[Collection entries]
==*==

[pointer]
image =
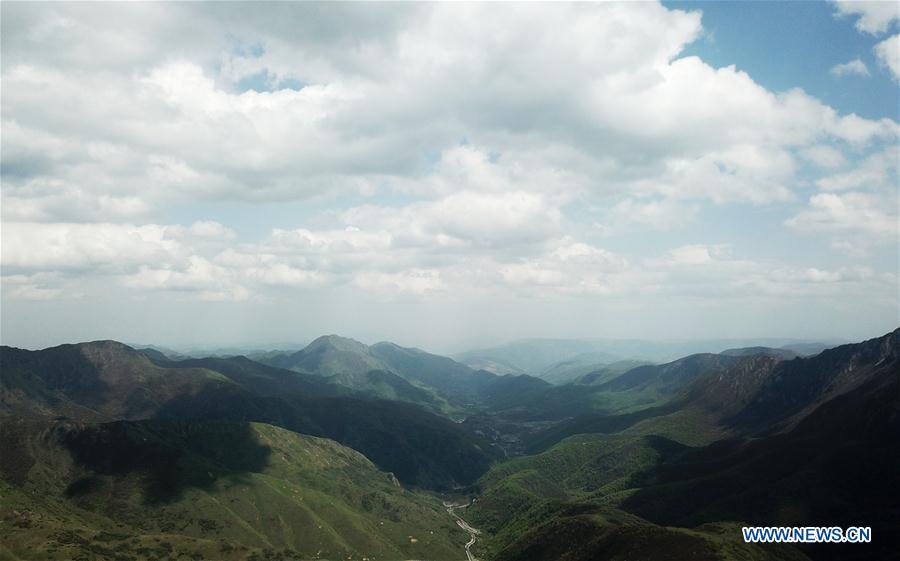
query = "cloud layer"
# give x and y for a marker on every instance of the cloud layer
(447, 149)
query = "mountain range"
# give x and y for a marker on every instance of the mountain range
(346, 450)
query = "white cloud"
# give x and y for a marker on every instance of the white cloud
(852, 211)
(876, 172)
(873, 17)
(559, 114)
(824, 156)
(888, 54)
(855, 67)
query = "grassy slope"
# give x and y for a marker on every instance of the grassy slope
(664, 468)
(231, 491)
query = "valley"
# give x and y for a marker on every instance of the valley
(343, 450)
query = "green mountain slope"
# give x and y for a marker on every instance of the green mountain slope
(205, 490)
(107, 381)
(822, 449)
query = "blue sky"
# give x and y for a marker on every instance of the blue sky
(437, 174)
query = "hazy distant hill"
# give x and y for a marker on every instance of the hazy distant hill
(535, 356)
(811, 441)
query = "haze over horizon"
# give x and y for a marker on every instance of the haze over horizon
(442, 177)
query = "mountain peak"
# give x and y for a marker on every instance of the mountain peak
(337, 342)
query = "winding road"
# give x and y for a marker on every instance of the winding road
(473, 532)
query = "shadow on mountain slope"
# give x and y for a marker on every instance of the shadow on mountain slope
(169, 456)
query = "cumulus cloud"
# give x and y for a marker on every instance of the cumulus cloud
(855, 67)
(563, 113)
(849, 212)
(873, 17)
(888, 54)
(427, 150)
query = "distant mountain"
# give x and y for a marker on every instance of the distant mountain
(809, 349)
(205, 490)
(534, 356)
(329, 355)
(576, 368)
(414, 375)
(106, 381)
(784, 354)
(608, 372)
(750, 440)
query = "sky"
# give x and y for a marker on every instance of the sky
(447, 175)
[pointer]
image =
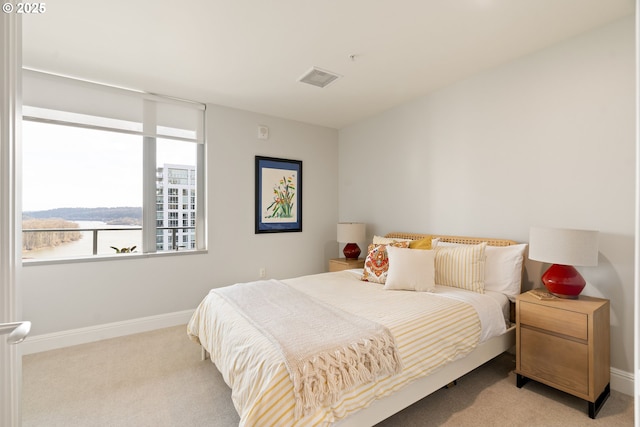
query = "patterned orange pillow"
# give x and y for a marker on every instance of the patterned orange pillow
(376, 264)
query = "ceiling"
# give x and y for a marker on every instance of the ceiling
(249, 54)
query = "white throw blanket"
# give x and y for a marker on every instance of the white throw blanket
(326, 350)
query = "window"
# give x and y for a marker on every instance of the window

==*==

**Exercise goal**
What's needed here is an exact repeat of all the records above, pictures excluded.

**Answer below**
[pointer]
image =
query = "cloud layer"
# give x and y for a marker on every instance of the cloud layer
(447, 149)
query = "mountain range"
# give x and y for a marker on every instance of the mountain range
(346, 450)
query = "white cloud"
# give x and y for a marker on every instance of the white cloud
(852, 211)
(876, 172)
(873, 17)
(559, 114)
(824, 156)
(888, 54)
(855, 67)
query = "grassy slope"
# give x and y for a marker on every instance of the grassy slope
(664, 468)
(231, 491)
query = "valley"
# give x and y for a marker on every instance of the valley
(343, 450)
query = "green mountain slope"
# give x and y for a marker on every instance of the green mountain slope
(205, 490)
(107, 381)
(822, 449)
query = "blue sky"
# give x and y for a marker on every instance of the blue sky
(437, 174)
query = "hazy distant hill"
# give x and y for a marker on every instance of the hazy distant hill
(535, 356)
(811, 441)
query = "haze over horizon"
# give x and y for a marker on every instance of the haze over horizon
(442, 177)
query = "mountain peak"
# give x and y for a marker on every instance of the mountain peak
(337, 342)
query = "winding road"
# give x and y for a marker on every instance of the winding road
(473, 532)
query = "shadow on mountain slope"
# give x and y for a marker on every instance of the shadow on mountain slope
(169, 456)
query = "cumulus cloud"
# give x and y for a marker on every instance of the cumulus cloud
(855, 67)
(563, 113)
(849, 212)
(873, 17)
(888, 54)
(427, 150)
query = "distant mountain"
# give x and y for a marker on every instance of the distant mountain
(809, 349)
(205, 490)
(534, 356)
(329, 355)
(576, 368)
(414, 375)
(106, 381)
(784, 354)
(608, 372)
(750, 440)
query = "sky"
# give x and y for a marker on every instance of the sky
(447, 175)
[pointer]
image =
query = "patterned orange pillow"
# give x and y for a marker on every instance of the patterned orange pillow
(376, 264)
query = "ceiling"
# give x and y for a marker on every instance of the ceiling
(249, 54)
query = "white throw blanket"
# give x and y for a marker on every instance of the white throw blanket
(326, 350)
query = "window"
# give x and y for a marker on every instance of the window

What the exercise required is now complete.